The article on Arizona's ethnic studies law describes several kinds of classes that H.B. 2281 prohibits. List each kind, using the article's wording.

EXCERPT PROVIDED:
__________________________________________________

Memo to Arizona Schools: VIdeotape Ethnic Studies Classes Or Lose Funding

Arizona is at it again. Last May, Governor Jan Brewer signed into law H.B. 2281, a bill that will essentially end all ethnic studies classes in the state.

Now Tom Horne, the State Superintendent of Public Instruction, has sent a letter to John Carroll, the superintendent of Tucson Unified School District, announcing that he will withhold 10 percent of the district’s funds as soon as the new law goes into effect, on December 31. Is this legal?

What H.B. 2281 says

As I discussed here in May
, the bill bans classes that “promote resentment toward a race or class of people,” “are designed primarily for pupils of a particular ethnic group,” or “advocate ethnic solidarity instead of treating pupils as individuals.” Also prohibited: all those classes that “promote the overthrow of the U.S. government.” Sounds reasonable, yes?

Ethnic Studies Courses Are Open To All

Tucson school officials weren’t too worried, because their courses are open to all students. But now they are being told that they must videotape every ethnic studies class in order to “determine the nature of these classes,” as Horne puts it in his letter. He goes on “Please consider this a formal request to video tape the Ethnic Studies courses, and in particular, the Mexican-American/Raza Studies course, in their entirety, in the coming semester.”

__________________________________________________

STORED RECORDS:
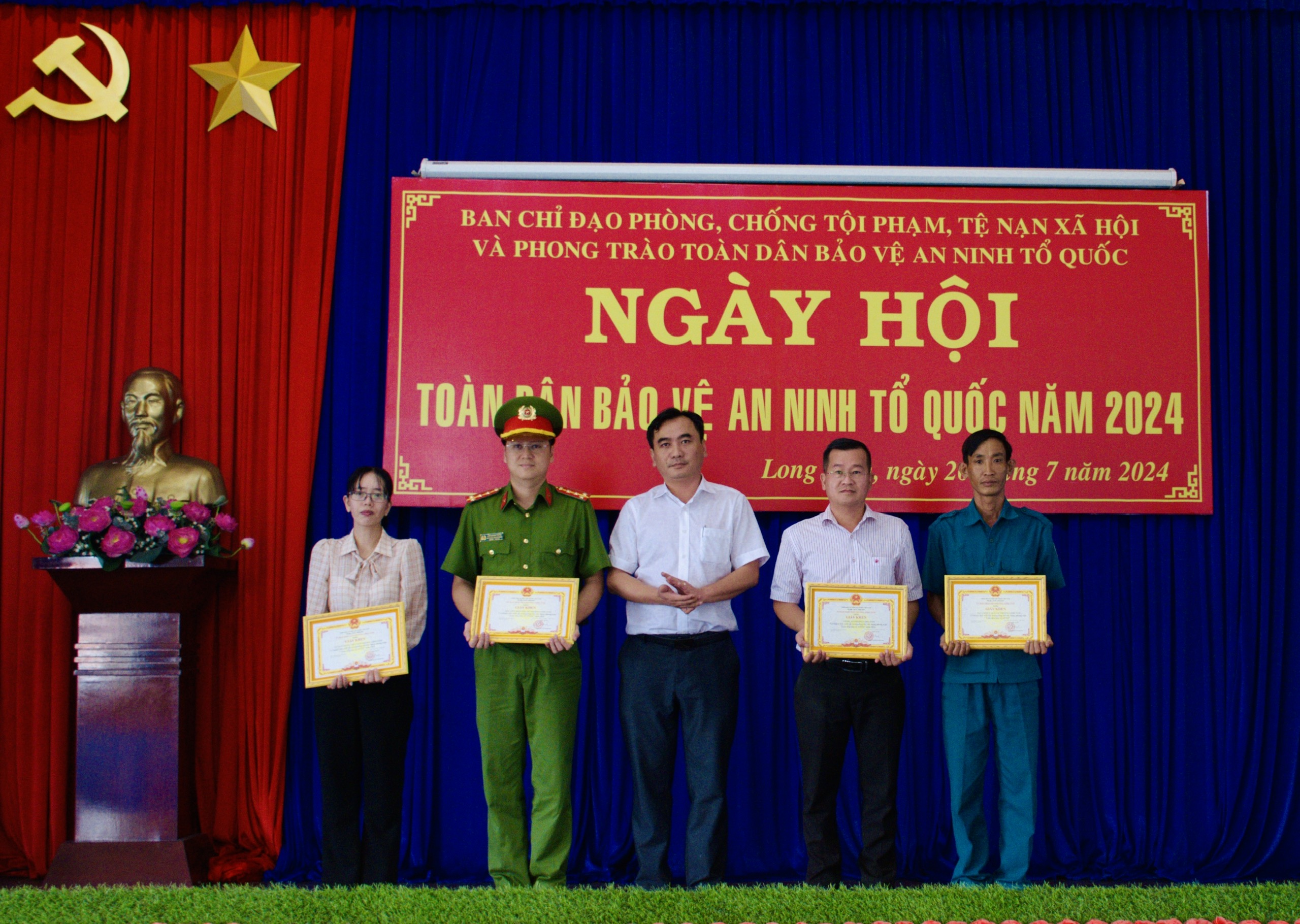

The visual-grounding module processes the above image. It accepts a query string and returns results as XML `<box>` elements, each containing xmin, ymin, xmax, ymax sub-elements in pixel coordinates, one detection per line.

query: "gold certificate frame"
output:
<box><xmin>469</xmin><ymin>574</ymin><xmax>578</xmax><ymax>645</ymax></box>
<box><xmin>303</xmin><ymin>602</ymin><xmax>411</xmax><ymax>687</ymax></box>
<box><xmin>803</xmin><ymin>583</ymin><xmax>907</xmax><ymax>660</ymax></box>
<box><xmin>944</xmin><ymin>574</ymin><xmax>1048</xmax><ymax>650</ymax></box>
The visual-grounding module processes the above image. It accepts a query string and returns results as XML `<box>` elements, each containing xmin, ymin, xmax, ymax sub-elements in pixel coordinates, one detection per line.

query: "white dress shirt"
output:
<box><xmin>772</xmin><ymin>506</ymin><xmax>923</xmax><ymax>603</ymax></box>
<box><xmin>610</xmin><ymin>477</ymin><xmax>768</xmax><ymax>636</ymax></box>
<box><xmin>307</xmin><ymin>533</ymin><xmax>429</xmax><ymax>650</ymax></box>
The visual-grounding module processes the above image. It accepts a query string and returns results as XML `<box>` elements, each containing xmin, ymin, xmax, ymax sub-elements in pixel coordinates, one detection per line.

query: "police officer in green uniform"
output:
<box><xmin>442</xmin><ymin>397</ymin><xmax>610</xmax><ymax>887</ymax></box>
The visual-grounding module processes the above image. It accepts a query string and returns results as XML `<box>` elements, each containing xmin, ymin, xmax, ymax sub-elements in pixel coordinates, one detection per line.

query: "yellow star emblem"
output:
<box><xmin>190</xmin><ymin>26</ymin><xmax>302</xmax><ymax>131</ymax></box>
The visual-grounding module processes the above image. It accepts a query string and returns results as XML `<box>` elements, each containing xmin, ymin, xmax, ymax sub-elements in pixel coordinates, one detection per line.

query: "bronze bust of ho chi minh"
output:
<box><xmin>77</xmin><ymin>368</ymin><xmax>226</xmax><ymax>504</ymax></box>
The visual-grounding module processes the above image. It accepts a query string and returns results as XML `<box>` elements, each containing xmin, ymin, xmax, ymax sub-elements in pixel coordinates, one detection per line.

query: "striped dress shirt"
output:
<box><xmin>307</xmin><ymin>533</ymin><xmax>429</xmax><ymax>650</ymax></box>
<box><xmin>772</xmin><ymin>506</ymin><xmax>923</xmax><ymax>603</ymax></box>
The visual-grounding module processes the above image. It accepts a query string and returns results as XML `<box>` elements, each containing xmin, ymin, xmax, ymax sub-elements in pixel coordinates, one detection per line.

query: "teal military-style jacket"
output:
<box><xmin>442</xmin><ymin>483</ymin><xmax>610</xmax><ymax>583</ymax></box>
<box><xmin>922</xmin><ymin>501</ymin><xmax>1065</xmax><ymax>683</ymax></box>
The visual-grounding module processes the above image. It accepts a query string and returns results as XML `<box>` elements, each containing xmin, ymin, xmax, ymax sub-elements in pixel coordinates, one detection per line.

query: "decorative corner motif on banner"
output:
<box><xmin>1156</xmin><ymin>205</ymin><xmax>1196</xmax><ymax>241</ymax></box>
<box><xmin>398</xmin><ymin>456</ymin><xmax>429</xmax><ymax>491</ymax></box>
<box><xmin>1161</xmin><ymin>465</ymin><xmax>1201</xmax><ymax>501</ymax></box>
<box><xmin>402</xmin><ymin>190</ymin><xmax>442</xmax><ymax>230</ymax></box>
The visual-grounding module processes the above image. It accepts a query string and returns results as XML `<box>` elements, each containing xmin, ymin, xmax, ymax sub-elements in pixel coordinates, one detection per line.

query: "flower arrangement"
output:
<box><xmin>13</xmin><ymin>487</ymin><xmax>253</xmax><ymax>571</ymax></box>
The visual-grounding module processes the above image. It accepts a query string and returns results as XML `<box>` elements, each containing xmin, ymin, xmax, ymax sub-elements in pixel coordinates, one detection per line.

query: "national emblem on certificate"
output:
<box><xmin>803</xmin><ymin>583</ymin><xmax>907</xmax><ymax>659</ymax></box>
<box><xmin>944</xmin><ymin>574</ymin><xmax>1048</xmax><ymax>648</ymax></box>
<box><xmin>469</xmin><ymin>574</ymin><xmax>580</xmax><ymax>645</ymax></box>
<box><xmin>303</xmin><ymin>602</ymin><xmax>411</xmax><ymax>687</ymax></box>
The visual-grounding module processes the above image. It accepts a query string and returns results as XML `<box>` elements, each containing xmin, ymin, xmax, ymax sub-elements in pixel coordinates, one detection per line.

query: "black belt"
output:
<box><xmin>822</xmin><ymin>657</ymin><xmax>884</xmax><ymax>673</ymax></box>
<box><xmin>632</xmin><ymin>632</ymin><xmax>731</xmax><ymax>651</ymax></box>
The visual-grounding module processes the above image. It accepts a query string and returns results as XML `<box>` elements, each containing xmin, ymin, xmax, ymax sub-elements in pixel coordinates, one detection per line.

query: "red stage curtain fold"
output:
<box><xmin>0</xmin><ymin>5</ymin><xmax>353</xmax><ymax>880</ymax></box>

__________________________________________________

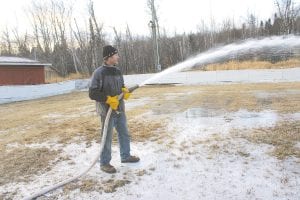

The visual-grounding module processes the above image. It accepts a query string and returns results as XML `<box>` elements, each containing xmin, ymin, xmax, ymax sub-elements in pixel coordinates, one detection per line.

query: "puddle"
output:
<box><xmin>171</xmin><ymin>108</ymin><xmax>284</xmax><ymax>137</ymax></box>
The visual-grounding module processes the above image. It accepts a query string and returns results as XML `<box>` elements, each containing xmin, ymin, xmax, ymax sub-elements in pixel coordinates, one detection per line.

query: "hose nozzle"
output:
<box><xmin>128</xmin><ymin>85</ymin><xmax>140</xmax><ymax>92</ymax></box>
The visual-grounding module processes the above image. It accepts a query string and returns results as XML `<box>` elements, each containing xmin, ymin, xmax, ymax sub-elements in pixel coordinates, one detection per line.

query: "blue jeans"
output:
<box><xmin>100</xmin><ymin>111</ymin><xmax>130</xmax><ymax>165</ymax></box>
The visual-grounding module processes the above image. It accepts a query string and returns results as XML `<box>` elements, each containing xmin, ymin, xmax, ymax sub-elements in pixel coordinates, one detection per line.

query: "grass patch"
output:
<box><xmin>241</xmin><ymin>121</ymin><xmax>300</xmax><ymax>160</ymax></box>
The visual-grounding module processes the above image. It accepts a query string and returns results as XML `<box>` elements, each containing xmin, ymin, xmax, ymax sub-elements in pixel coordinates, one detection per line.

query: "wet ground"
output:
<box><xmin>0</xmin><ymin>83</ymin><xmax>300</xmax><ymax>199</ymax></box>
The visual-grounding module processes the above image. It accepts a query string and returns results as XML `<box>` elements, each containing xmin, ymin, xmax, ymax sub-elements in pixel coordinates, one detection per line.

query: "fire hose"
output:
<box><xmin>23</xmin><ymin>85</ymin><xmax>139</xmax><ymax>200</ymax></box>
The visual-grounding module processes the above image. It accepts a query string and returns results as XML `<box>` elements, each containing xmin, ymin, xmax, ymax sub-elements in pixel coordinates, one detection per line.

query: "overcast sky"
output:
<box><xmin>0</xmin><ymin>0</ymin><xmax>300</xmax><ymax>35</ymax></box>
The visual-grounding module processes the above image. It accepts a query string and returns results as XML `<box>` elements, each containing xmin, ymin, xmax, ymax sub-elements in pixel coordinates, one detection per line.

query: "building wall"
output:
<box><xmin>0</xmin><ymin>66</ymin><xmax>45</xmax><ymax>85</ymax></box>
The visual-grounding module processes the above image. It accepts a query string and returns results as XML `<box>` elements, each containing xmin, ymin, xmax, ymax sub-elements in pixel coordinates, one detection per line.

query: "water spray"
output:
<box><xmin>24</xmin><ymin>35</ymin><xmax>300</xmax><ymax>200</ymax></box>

__________________________________________________

RESULT FOR THIS EXERCISE:
- Classes that "promote resentment toward a race or class of people"
- Classes that "are designed primarily for pupils of a particular ethnic group"
- Classes that "advocate ethnic solidarity instead of treating pupils as individuals"
- Classes that "promote the overthrow of the U.S. government"